GOAL OF THE EXERCISE
Edit the listing by replacing "Indicate" with "Mark" throughout, and keep every other part the same.

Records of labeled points
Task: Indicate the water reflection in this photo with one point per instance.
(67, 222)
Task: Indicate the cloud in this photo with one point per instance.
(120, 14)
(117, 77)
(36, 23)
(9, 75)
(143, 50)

CORRECT OUTPUT
Task: Mark the water reflection in this photo with one point per instance.
(67, 222)
Task: Mark the cloud in this photo with one point per instance.
(120, 14)
(117, 77)
(36, 23)
(9, 75)
(143, 50)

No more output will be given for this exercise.